> What you will do: Copy each of the following entries line for line, with no changes.

Entries from a collection

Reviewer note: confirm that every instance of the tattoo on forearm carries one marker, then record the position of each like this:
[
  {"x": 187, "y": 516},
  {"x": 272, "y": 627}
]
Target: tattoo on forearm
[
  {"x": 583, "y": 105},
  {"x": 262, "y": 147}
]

> The reply:
Reviewer note: confirm that every instance of the tattoo on forearm carries one marker, then record the position of each like this:
[
  {"x": 187, "y": 516},
  {"x": 272, "y": 627}
]
Target: tattoo on forearm
[
  {"x": 583, "y": 105},
  {"x": 262, "y": 147}
]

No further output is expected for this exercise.